Exercices à traiter:
1. Dans l'extrait sur la balle qui rejaillit, qu'avait supposé l'auteur au sujet de la vitesse de la balle ?
2. Dans les enregistrements, de la première ligne jusqu'à la ligne contenant « 342L1092 327L1088 318L1078 » incluse, renommez « rough mask » en « coarse mask » et recopiez seulement ces lignes, sans rien changer d'autre.

Extrait du texte:
◆ ◆ ◆ ◆ ◆

Ce qu’il dit ensuitte, à sçavoir, que la terre oste, ou fait perdre la vitesse qui portoit la balle en bas, est contre mon hypothese ; car i’ay supposé tout au contraire que la balle ne perdoit rien du tout de sa vitesse ; Et mesme contre l’experience ; Car autrement une balle tombant perpendiculairement sur la terre iamais ne rejailliroit : Ie ne voy donc point que ma demonstration peche en quoy que ce soit. Mais il s’est luy-mesme grandement trompé, pour n’avoir pas distingué le mouvement d’avec la determination ; car il est certain que le mouvement ne se soit en aucune façon diminuer, Clerselier III, 124 pour faire que la reflexion se fasse à angles égaux.

◆ ◆ ◆ ◆ ◆

Données affichées:
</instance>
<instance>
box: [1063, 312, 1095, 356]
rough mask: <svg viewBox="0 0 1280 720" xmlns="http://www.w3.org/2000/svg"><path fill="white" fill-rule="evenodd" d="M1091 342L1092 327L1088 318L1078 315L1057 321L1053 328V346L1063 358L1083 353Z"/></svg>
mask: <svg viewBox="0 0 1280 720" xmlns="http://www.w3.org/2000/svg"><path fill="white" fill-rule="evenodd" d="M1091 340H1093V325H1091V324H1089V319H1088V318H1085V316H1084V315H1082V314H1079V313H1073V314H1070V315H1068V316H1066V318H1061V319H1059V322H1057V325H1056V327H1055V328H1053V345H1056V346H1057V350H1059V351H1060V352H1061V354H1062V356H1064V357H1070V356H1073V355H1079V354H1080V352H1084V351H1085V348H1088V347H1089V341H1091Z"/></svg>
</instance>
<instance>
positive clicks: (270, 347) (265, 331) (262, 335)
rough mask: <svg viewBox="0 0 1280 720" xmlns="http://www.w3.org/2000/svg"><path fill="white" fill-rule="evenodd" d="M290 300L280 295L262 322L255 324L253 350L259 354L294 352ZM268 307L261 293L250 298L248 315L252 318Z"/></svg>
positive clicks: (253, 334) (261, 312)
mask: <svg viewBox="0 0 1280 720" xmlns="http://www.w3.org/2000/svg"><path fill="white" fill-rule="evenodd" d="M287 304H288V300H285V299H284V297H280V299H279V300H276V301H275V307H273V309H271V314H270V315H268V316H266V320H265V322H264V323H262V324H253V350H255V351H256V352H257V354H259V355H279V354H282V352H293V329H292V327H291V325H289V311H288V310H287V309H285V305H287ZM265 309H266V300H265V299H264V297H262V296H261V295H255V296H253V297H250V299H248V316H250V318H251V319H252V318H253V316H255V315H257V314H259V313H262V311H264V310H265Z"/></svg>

◆ ◆ ◆ ◆ ◆

Corrigés détaillés:
1. Que la balle ne perdait rien du tout de sa vitesse.

2.
</instance>
<instance>
box: [1063, 312, 1095, 356]
coarse mask: <svg viewBox="0 0 1280 720" xmlns="http://www.w3.org/2000/svg"><path fill="white" fill-rule="evenodd" d="M1091 342L1092 327L1088 318L1078 315L1057 321L1053 328V346L1063 358L1083 353Z"/></svg>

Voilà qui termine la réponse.